▶ _Problem details_: Below is some data. Retype exactly the lines starting at the one with "point(193, 257)" and ending at the one with "point(560, 7)".

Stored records
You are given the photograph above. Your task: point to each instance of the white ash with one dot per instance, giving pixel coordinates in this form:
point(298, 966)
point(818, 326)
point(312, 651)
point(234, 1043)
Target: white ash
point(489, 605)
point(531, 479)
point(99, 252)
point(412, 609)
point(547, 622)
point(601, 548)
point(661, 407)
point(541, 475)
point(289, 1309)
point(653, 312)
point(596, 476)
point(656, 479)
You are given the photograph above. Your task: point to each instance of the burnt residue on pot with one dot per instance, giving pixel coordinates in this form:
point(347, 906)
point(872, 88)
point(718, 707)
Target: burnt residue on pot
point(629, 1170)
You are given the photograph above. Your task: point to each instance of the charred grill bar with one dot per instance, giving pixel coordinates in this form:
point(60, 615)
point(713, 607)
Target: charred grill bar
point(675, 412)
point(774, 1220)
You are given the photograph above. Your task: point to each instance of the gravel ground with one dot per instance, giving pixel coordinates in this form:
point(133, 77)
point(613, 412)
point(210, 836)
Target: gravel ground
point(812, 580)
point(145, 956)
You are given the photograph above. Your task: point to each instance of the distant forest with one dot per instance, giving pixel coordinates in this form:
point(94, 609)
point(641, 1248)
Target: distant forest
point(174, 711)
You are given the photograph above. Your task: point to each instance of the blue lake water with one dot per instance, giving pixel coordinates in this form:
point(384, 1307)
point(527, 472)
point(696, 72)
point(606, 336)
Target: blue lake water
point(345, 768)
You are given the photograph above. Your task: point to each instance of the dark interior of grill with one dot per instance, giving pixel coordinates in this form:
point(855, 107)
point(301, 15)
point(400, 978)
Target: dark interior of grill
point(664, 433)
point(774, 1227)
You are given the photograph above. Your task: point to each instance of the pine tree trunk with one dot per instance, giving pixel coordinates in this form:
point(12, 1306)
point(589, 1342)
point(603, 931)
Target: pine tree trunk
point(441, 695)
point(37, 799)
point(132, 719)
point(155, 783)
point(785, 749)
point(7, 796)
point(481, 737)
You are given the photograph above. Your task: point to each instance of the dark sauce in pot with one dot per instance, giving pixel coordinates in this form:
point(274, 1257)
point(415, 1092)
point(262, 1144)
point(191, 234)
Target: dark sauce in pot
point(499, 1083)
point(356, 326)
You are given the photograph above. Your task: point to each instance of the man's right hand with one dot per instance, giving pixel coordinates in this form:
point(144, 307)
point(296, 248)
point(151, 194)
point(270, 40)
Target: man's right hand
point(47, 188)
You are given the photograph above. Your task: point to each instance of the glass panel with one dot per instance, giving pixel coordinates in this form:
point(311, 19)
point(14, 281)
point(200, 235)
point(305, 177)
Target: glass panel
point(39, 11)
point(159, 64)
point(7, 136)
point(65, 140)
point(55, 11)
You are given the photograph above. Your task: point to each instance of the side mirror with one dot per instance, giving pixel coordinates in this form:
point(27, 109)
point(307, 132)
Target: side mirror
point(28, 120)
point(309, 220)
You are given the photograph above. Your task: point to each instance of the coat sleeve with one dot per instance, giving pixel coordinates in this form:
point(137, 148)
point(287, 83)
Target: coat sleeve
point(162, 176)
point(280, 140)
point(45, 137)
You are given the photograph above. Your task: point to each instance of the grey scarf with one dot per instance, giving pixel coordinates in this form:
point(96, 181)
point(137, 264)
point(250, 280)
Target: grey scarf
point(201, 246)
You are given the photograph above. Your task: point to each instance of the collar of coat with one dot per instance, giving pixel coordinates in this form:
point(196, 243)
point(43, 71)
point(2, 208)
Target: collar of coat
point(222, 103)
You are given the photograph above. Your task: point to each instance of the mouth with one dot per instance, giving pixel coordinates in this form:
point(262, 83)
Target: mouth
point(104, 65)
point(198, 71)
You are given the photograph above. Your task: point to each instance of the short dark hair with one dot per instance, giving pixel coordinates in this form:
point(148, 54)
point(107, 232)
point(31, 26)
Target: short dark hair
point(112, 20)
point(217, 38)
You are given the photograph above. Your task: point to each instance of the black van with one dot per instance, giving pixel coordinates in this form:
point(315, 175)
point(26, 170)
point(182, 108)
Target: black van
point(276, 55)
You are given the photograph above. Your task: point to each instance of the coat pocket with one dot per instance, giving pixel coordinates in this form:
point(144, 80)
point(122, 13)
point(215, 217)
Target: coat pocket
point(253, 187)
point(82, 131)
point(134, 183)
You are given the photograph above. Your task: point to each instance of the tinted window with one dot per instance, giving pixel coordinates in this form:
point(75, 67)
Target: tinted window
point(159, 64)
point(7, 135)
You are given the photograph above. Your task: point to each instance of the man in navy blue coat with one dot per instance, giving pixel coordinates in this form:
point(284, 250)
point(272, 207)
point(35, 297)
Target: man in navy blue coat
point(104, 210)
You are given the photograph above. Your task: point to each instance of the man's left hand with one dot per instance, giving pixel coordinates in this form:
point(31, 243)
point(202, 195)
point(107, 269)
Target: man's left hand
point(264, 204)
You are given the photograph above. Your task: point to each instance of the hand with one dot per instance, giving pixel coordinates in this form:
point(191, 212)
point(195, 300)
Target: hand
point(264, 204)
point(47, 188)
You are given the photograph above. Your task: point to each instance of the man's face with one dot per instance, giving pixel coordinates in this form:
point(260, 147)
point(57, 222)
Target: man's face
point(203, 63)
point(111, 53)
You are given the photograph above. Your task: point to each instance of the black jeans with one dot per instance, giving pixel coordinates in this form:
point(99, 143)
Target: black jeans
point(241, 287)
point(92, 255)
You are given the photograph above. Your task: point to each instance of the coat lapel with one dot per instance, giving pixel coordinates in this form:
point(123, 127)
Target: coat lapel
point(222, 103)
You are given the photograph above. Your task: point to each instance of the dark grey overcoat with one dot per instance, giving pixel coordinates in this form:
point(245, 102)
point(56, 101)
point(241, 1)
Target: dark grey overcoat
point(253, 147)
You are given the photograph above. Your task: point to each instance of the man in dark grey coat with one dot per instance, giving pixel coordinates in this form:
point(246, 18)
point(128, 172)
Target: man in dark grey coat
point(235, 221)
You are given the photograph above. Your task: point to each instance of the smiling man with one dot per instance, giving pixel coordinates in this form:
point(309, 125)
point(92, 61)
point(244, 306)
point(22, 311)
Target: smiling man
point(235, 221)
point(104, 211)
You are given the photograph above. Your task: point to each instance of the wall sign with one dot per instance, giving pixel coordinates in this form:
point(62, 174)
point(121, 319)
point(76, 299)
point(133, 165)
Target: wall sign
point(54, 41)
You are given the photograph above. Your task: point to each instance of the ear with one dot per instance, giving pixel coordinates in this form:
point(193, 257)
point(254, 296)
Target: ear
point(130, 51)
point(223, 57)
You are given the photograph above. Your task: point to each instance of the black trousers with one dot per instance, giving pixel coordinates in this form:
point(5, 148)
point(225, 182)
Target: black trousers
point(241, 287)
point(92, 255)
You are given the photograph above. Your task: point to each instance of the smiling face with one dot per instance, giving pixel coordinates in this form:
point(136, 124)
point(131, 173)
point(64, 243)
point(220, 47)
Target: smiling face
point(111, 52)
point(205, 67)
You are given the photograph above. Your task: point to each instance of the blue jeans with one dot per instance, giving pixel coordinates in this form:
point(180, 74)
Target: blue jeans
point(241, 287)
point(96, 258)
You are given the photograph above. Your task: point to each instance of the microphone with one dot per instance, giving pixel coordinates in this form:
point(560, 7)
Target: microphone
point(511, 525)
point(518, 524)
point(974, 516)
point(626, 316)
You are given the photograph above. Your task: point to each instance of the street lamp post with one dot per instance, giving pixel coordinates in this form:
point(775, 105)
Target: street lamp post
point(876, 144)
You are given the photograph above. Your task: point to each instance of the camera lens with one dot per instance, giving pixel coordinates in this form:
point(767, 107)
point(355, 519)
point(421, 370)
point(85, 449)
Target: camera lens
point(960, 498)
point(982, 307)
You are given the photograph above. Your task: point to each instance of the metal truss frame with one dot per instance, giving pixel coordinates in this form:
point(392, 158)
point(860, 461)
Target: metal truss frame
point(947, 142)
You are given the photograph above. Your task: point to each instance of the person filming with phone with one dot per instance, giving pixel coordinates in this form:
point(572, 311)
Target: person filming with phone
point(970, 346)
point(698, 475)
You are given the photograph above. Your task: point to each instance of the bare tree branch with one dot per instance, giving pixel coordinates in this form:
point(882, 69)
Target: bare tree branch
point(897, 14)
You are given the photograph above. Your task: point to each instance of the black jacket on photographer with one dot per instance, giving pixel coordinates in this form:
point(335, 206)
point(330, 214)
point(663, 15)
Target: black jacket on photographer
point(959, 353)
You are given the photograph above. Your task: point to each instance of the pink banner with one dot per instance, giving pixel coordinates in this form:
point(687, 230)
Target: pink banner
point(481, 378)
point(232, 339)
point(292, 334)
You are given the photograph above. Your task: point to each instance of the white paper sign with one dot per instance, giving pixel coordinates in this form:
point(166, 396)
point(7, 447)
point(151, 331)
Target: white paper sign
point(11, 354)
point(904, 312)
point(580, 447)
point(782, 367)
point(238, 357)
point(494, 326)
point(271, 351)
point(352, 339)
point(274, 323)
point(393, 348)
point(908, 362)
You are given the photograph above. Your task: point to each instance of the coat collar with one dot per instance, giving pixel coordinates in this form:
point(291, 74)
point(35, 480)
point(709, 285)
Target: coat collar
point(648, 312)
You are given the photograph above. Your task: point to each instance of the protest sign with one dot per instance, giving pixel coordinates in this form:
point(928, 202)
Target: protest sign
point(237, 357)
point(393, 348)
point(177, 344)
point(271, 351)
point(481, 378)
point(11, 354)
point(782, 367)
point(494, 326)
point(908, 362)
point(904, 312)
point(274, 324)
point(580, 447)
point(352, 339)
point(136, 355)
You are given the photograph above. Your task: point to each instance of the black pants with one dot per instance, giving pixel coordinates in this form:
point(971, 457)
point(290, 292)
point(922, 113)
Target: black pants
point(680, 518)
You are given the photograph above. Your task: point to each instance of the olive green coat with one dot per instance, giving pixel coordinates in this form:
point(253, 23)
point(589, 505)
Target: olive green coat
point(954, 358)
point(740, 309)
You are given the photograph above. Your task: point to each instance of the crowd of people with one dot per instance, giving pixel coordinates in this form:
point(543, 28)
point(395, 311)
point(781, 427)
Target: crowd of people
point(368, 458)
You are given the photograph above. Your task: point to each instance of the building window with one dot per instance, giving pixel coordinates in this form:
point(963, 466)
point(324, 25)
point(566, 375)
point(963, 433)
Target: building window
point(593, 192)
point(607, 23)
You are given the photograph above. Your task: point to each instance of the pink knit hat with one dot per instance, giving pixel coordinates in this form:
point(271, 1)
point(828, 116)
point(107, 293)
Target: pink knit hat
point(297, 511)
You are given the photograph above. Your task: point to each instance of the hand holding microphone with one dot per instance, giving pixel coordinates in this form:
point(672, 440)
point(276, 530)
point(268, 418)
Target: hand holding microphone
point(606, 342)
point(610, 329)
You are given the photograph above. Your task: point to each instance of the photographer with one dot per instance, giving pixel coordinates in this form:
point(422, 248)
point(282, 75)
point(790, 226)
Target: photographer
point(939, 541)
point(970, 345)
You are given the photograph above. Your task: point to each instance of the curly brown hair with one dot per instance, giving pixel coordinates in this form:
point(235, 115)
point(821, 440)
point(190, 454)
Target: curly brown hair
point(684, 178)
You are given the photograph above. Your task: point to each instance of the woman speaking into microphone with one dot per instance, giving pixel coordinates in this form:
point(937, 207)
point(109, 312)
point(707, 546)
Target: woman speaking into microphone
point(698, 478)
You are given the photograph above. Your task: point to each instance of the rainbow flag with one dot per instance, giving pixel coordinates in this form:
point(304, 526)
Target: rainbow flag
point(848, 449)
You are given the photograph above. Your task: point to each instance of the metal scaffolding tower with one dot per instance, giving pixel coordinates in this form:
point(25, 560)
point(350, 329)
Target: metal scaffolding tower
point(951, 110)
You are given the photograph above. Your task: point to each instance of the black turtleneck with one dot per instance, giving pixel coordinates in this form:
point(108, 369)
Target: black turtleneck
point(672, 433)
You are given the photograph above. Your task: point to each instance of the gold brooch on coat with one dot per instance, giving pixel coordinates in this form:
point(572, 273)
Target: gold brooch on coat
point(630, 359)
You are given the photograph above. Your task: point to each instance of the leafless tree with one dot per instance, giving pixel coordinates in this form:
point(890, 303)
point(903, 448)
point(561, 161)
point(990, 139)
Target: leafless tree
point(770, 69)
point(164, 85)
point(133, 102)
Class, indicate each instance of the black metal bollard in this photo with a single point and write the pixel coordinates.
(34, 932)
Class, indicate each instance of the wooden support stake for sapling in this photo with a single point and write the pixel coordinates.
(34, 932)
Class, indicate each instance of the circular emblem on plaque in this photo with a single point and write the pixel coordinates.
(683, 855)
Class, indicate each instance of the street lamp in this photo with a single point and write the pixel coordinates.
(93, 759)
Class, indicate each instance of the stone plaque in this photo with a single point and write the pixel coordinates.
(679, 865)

▶ _Task response_:
point(193, 257)
point(254, 296)
Target: ear
point(130, 51)
point(223, 57)
You are given the photograph above. Your task: point to each instance of the black trousers with one dot per instance, giving pixel coordinates in this form:
point(5, 148)
point(225, 182)
Target: black trousers
point(241, 287)
point(92, 255)
You are given the photograph above. Your task: point to each instance of the smiling face with one dot per instance, giving pixel coordinates in this form:
point(136, 124)
point(131, 173)
point(64, 243)
point(220, 47)
Target: smiling face
point(111, 52)
point(205, 67)
You are given the photograph above. Your task: point to each instance of the blue jeans with one dot per instance, giving pixel coordinates in this form:
point(180, 74)
Target: blue jeans
point(241, 287)
point(96, 258)
You are given the photograph above. Your task: point to each instance of the microphone with one dot per instance, giving pixel coordinates in this form:
point(560, 7)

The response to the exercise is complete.